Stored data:
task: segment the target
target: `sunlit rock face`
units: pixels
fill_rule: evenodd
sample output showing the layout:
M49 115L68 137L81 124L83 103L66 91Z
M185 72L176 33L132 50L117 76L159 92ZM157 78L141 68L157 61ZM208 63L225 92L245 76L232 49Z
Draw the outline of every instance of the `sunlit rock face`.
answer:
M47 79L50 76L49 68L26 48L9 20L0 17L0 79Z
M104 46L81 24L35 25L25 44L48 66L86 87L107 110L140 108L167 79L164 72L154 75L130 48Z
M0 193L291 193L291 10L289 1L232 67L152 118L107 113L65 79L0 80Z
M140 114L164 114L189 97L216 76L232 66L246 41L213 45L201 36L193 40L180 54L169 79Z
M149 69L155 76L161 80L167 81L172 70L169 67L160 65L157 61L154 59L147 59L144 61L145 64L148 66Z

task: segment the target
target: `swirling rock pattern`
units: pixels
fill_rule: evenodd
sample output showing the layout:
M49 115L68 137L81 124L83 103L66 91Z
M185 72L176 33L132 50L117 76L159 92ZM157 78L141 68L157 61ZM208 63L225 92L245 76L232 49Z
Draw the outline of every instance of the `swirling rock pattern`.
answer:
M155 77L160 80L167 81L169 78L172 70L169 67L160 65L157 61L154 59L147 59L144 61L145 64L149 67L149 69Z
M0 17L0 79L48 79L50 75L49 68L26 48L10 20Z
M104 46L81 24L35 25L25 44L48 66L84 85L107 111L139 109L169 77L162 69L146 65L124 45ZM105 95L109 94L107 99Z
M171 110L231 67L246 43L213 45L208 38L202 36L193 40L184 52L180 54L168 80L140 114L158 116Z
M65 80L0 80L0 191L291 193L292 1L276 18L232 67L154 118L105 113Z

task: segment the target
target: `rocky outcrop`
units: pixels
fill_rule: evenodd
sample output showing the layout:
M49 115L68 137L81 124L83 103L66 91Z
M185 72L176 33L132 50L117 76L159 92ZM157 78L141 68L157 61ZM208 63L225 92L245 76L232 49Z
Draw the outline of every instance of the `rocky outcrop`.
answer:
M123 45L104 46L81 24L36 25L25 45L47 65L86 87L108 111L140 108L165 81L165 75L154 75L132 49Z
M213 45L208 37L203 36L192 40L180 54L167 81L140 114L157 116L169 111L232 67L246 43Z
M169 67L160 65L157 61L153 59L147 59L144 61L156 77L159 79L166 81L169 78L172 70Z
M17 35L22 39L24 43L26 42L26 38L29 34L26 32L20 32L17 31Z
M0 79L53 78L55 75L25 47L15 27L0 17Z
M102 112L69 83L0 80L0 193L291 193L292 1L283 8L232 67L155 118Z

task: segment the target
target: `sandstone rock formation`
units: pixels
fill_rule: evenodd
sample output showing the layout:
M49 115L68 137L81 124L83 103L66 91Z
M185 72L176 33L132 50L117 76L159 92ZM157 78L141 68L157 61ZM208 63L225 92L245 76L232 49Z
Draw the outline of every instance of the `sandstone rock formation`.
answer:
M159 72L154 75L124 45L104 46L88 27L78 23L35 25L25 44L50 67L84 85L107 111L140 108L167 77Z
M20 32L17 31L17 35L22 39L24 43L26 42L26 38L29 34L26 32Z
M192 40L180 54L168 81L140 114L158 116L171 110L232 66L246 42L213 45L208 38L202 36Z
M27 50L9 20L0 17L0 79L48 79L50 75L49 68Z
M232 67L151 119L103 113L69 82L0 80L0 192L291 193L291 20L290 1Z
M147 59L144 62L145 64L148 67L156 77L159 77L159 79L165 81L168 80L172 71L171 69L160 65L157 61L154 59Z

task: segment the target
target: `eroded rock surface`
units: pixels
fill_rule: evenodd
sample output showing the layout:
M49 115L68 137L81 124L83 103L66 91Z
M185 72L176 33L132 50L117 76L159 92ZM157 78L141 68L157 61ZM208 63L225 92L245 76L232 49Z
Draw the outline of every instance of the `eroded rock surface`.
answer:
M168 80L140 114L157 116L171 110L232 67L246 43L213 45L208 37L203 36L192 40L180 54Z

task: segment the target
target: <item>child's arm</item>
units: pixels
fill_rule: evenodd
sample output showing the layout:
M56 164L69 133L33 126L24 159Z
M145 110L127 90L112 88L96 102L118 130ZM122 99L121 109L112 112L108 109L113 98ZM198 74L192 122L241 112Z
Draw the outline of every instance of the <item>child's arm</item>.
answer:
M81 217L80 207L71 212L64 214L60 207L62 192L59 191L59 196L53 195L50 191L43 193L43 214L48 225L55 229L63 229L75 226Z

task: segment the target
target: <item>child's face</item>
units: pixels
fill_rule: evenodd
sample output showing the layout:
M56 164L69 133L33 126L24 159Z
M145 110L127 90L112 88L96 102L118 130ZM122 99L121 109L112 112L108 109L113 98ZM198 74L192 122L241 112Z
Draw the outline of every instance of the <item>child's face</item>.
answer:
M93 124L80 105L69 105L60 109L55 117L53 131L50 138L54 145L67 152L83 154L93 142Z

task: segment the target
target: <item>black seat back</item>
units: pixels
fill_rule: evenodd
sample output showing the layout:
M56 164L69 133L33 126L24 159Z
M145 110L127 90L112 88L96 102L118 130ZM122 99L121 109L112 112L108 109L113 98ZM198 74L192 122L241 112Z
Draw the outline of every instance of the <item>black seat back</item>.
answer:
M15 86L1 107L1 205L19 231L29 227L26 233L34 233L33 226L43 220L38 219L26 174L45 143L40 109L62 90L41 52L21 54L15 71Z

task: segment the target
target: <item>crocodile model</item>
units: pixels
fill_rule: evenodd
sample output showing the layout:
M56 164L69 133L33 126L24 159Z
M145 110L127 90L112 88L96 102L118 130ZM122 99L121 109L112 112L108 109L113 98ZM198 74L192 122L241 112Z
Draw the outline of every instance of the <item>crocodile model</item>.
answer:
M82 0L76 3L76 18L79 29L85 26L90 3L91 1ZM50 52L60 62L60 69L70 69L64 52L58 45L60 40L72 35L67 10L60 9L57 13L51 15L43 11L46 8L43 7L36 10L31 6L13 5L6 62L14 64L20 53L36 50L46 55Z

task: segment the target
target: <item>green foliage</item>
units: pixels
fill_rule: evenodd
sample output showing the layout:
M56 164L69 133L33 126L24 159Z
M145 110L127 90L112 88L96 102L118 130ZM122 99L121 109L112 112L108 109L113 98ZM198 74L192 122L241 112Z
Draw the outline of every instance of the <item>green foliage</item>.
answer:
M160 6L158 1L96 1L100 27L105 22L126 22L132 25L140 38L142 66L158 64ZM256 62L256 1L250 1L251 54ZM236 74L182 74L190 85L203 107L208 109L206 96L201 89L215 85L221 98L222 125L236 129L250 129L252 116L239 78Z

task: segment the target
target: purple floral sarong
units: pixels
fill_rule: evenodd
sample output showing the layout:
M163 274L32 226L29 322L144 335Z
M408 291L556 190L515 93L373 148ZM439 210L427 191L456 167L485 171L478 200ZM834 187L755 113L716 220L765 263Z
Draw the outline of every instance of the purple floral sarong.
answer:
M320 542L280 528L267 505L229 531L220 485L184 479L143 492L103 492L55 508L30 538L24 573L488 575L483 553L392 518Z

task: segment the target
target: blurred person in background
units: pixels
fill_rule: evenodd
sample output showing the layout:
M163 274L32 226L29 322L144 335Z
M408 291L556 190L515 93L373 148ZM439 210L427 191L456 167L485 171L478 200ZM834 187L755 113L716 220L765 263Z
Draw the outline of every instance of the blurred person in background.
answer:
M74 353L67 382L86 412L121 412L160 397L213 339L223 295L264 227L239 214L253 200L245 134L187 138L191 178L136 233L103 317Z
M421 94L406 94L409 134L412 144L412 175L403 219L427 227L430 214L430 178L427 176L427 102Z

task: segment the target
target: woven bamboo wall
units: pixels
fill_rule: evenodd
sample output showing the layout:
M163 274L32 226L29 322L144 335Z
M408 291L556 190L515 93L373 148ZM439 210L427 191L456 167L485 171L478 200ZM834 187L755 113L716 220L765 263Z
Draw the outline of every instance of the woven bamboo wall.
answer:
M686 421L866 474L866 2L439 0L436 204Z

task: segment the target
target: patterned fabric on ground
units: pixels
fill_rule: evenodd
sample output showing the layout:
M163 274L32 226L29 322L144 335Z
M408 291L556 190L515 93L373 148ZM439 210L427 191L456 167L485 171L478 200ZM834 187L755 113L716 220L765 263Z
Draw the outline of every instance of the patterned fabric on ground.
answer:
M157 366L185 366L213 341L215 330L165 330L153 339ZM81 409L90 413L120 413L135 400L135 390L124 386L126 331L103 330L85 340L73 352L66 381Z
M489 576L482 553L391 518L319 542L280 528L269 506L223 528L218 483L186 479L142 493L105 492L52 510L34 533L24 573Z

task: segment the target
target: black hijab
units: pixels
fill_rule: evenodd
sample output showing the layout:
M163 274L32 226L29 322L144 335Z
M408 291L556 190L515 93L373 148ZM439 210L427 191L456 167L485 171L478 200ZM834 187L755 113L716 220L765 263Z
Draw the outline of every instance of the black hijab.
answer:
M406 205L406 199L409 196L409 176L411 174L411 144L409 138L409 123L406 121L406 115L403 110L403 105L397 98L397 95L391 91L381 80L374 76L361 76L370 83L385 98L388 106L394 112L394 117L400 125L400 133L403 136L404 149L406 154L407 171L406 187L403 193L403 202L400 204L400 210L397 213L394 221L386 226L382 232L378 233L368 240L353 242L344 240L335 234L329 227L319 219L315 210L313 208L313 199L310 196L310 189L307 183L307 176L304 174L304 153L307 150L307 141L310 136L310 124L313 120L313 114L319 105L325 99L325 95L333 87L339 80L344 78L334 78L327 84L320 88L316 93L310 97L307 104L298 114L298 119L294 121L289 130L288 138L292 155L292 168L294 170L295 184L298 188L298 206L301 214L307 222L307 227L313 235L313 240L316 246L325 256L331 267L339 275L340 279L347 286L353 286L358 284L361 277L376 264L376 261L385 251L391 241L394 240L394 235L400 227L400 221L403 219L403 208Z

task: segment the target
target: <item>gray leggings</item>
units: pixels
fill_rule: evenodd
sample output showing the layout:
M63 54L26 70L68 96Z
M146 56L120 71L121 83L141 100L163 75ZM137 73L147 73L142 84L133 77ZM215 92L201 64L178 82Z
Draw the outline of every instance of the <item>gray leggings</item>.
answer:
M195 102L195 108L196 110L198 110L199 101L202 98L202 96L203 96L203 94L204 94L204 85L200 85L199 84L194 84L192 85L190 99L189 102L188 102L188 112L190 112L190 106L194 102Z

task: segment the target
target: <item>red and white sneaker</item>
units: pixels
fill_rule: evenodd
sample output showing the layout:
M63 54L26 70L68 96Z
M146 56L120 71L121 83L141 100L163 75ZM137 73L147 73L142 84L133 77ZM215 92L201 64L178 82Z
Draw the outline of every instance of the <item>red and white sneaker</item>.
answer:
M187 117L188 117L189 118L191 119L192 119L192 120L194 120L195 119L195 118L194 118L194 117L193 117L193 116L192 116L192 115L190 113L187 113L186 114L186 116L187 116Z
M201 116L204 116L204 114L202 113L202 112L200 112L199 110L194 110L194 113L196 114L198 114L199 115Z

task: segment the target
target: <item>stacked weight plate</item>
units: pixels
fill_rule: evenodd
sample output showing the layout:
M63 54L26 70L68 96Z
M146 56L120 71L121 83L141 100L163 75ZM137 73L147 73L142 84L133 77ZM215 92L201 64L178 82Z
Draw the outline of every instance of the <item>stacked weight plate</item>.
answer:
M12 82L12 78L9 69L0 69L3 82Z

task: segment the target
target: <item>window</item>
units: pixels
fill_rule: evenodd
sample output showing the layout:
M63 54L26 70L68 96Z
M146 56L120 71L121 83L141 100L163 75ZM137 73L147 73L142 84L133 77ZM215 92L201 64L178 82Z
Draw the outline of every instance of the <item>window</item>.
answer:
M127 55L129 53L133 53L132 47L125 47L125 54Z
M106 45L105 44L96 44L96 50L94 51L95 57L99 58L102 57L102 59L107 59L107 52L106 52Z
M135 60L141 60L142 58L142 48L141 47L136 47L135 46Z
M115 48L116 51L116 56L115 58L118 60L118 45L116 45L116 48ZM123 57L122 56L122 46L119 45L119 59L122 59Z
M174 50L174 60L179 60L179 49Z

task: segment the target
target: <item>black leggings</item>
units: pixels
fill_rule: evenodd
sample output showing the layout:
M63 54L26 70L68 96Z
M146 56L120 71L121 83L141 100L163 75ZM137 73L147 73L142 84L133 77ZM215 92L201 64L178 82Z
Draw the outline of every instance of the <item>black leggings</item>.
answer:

Aim: List every line of the material that contains the word "sarong".

Written answer:
target: purple floral sarong
Draw the outline of every instance of the purple floral sarong.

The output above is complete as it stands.